I sat with Avi Domoshevitzki several years ago in a Ramat Hasharon restaurant. We talked about Radnet, the company he founded with Yehuda and Zohar Zisapel, which was sold to Siemens of Germany and Newbridge of Canada, with the company name being changed to Seabridge. The sale agreement committed Domoshevitzki to manage the company for at least two years. “That detail was published in “Globes” after that conversation,” Domoshevitzki says. “Concord general manager Matty Karp noted the date in his calendar. Exactly two years later, in November 1999, he called me and said, ‘Let’s sit down and have a talk,’ and that’s how I came to Concord, mostly because of Matty Karp’s initiative.”
Domoshevitzki managed marketing and sales for two of ECI Telecom (Nasdaq: ECIL)’s three production lines –SDH and DIGILOOP. He worked almost eleven years in ECI. Domoshevitzki, 48, is an electronics engineer by trade and a Haifa Technion graduate with an MBA.
”Globes”: In hard times, like the current situation, is there any point in talking about the future development of communications?
Domoshevitzki: ”The question should be whether the need for communications due to rising share prices on Nasdaq, or vice-versa.”
Please explain.
----
● Short exercise A
According to the interview with Avi Domoshevitzki, which two companies bought Radnet?
● Short exercise B
Set down everything in the interview with Avi Domoshevitzki from "Domoshevitzki managed marketing" down to "Please explain.".
The data is not needed to complete this work.

● Supplied material
----
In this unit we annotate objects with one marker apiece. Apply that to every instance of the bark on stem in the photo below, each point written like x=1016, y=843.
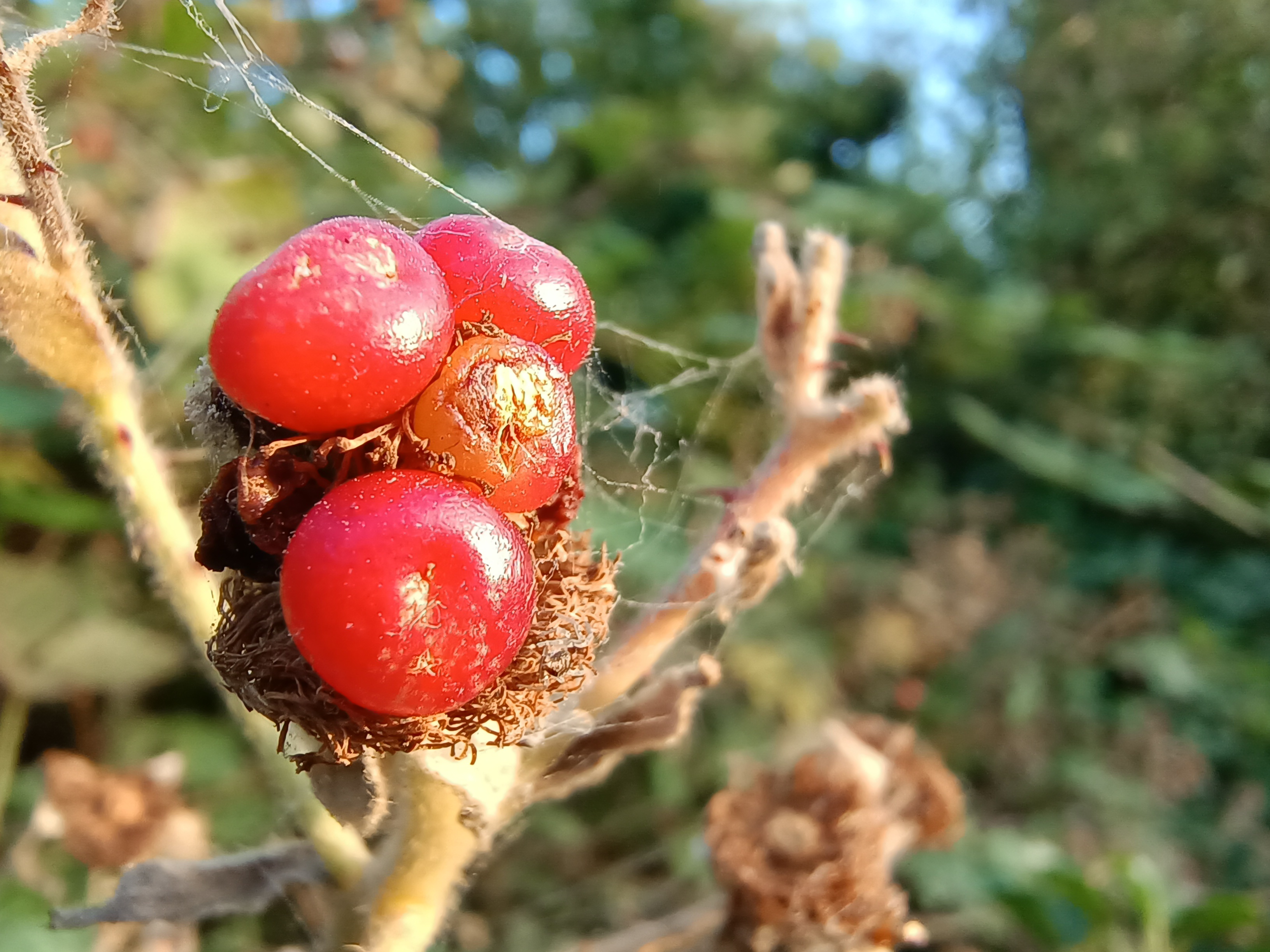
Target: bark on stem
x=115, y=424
----
● Expected answer A
Siemens of Germany and Newbridge of Canada bought Radnet.

● Expected answer B
Domoshevitzki managed marketing and sales for two of ECI Telecom (Nasdaq: ECIL)’s three production lines –SDH and DIGILOOP. He worked almost eleven years in ECI. Domoshevitzki, 48, is an electronics engineer by trade and a Haifa Technion graduate with an MBA.
”Globes”: In hard times, like the current situation, is there any point in talking about the future development of communications?
Domoshevitzki: ”The question should be whether the need for communications due to rising share prices on Nasdaq, or vice-versa.”
Please explain.